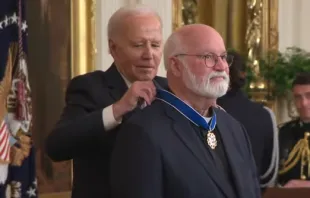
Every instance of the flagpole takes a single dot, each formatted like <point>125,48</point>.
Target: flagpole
<point>83,43</point>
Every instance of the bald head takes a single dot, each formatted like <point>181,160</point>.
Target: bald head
<point>118,19</point>
<point>196,61</point>
<point>194,38</point>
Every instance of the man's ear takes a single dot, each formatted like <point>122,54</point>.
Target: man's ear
<point>175,66</point>
<point>112,47</point>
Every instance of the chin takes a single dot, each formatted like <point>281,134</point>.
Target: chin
<point>145,77</point>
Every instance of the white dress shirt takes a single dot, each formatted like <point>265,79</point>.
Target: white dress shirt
<point>109,121</point>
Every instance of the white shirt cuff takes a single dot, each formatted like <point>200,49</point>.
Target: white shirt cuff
<point>108,119</point>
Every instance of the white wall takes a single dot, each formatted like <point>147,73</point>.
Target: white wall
<point>294,20</point>
<point>105,9</point>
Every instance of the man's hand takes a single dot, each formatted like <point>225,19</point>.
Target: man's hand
<point>297,184</point>
<point>145,90</point>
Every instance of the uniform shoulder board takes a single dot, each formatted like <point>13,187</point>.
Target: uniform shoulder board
<point>288,124</point>
<point>219,107</point>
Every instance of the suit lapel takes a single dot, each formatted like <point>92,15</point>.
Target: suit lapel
<point>230,149</point>
<point>191,140</point>
<point>116,83</point>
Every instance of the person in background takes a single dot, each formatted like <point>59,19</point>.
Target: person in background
<point>98,102</point>
<point>294,170</point>
<point>259,122</point>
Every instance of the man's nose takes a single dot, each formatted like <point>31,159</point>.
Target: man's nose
<point>220,65</point>
<point>148,52</point>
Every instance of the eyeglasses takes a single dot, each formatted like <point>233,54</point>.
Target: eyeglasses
<point>212,59</point>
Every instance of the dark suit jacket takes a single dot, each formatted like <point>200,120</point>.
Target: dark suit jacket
<point>158,155</point>
<point>80,134</point>
<point>257,122</point>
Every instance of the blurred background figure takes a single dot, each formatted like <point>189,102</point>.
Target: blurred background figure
<point>294,169</point>
<point>259,121</point>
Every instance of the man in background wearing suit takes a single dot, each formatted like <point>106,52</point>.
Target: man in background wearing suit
<point>258,121</point>
<point>97,102</point>
<point>181,146</point>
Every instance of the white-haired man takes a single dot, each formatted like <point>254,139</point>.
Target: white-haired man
<point>181,146</point>
<point>96,103</point>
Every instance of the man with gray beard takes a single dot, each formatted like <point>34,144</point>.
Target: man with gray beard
<point>181,146</point>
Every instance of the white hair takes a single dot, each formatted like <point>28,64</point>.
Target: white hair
<point>131,10</point>
<point>173,46</point>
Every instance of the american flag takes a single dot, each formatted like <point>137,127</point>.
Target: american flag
<point>21,178</point>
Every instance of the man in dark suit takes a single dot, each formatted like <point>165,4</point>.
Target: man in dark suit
<point>258,121</point>
<point>97,102</point>
<point>181,146</point>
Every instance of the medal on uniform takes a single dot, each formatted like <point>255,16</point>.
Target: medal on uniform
<point>210,136</point>
<point>191,114</point>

++++++++

— EXERCISE DETAILS —
Quote word for word the part of the listing that opens with the line containing "Every instance of the chin" and closes with the line containing "<point>116,83</point>", including both of those lines.

— FULL ANSWER —
Every instance of the chin takes a single dot, each formatted like <point>281,134</point>.
Target: chin
<point>145,77</point>
Every instance of the white dress shirt takes a single dot, each formatted like <point>265,79</point>.
Target: white dress shirt
<point>109,121</point>
Every instance of the white shirt cuff takes a single dot, each formatted like <point>200,49</point>.
Target: white shirt cuff
<point>108,119</point>
Every instance of the white wall takes a single dot, each formatted like <point>147,73</point>.
Target: white wall
<point>294,20</point>
<point>105,9</point>
Every instance of the man's hand takes a single dot, each formatted like <point>225,19</point>.
Target: man's hand
<point>297,184</point>
<point>145,90</point>
Every instance of the uniform shoulder board takes a single dot, each formatted like <point>13,187</point>.
Target: uniform shoulder board
<point>288,124</point>
<point>219,107</point>
Every instance of the suit lapel takes a single dot, each formatted like <point>92,15</point>.
Target: suit lapel
<point>230,149</point>
<point>191,140</point>
<point>116,83</point>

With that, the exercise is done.